Start of TEXT SHOWN

You are expected to understand this. CS 111 Operating Systems Principles, Fall 2006
You are here: CS111: [[2006fall:lab1b]]

Lab 1b: CS 111, Fall 06

Due Friday, October 20 at 12:00 noon
Assigned Friday, October 6

Skeleton code available on SEASnet


In this second part of Lab 1 you will build upon your command line parser to make a complete shell which can actually execute the parsed commands. You'll implement support for all commands that can be parsed, which may use features such as I/O redirection, pipes, and conditional, sequential, and background execution. You'll also implement the two internal commands cd and exit, which change the working directory and exit the shell, respectively. (Puzzle: why do these two commands have to be built into the shell, when all other commands are executed by running the corresponding program?)

We've provided extensive skeleton code for these parts of the lab. But in addition, you must complete an open-ended problem for which we have not provided skeleton code, namely simple job control.

What is a shell?

End of TEXT SHOWN

— ACTIONS TO TAKE —
1) In the lab assignment, which two commands must be built into the shell?
2) Extend the lab assignment past its final line, "What is a shell?"
The data after the lab assignment play no part in what is asked here.

Start of RECORD EXTRACTS

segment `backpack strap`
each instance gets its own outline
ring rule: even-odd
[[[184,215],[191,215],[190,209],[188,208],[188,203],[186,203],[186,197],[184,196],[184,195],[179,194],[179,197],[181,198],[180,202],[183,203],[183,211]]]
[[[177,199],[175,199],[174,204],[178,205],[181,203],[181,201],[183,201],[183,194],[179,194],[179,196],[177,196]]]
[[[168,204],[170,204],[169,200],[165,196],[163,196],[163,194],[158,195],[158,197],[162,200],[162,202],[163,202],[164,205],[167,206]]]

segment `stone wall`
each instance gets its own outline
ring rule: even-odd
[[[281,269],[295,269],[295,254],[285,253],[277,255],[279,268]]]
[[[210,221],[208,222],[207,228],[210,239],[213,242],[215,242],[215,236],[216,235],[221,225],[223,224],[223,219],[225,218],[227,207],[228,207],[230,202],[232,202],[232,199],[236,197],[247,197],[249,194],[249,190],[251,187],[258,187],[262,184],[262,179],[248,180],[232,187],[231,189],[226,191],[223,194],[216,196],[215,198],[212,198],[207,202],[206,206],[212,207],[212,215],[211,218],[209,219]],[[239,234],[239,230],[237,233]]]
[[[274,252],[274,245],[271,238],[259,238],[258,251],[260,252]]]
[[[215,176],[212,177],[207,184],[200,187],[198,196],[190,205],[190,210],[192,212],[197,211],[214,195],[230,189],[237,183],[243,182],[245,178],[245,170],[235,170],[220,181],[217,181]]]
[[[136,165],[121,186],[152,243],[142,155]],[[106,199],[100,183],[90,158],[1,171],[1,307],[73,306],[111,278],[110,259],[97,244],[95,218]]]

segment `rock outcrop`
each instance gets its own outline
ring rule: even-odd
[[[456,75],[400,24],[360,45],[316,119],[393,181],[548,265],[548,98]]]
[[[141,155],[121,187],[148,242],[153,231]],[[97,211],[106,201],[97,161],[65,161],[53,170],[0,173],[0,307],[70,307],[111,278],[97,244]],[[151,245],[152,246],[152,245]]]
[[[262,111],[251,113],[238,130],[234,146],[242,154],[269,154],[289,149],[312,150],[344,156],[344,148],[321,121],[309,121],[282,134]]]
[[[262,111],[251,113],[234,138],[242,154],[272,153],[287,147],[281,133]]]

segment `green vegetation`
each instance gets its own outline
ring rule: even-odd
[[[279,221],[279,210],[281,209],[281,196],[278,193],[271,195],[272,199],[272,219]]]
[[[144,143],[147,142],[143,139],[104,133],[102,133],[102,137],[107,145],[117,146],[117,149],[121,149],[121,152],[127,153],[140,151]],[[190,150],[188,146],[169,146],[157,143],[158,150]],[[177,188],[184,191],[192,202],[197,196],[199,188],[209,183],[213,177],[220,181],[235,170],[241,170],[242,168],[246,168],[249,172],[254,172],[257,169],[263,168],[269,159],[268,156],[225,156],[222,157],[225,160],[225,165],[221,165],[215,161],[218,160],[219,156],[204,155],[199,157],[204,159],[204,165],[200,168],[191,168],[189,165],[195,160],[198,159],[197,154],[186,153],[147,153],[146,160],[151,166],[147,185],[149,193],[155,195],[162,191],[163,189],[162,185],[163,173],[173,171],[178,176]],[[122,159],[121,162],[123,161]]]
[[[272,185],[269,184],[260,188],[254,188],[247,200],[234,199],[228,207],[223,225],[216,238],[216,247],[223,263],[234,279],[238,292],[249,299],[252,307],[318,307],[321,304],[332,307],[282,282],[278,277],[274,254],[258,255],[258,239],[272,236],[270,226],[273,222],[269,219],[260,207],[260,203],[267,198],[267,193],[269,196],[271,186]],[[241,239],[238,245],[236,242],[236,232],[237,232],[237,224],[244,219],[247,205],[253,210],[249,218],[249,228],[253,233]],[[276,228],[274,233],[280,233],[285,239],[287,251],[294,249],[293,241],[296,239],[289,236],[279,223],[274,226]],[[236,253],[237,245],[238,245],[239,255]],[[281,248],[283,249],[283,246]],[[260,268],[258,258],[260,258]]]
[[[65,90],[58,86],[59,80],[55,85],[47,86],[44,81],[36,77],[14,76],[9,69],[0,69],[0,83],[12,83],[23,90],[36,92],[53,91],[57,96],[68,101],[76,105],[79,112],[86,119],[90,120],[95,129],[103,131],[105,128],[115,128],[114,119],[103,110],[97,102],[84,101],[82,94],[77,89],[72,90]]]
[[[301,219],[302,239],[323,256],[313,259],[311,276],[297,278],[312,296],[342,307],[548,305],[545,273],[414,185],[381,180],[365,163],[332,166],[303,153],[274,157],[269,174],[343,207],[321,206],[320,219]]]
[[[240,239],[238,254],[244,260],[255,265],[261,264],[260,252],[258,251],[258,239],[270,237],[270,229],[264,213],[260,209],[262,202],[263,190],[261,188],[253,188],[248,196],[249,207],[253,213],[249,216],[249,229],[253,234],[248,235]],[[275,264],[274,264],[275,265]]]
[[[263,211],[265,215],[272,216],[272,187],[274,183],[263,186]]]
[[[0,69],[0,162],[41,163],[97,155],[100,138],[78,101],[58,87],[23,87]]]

End of RECORD EXTRACTS

— SET OF ANSWERS —
1) cd and exit

2)
A shell is a program whose main purpose is to run other programs. The shell parses commands into lists of arguments, then executes those commands using fork() and execvp(). Here's a simple shell command:

$ echo foo

(The initial $ is not part of the command. That is shorthand for the prompt that the shell prints before reading a command.) The shell parses this command into two arguments, echo and foo. The echo argument names the binary that should be executed. So the shell forks a child process to execute echo with those two arguments. The echo program has a very simple job: it just prints its arguments to the console. (echo foo will just print foo.) Meanwhile, the parent waits for the child to finish; when it does, the parent returns to read another command.

You may be interested in a reasonable tutorial for Unix shells. You can find others by searching for, e.g., ''shell tutorial'' on Google. Let us know if you find one you really like.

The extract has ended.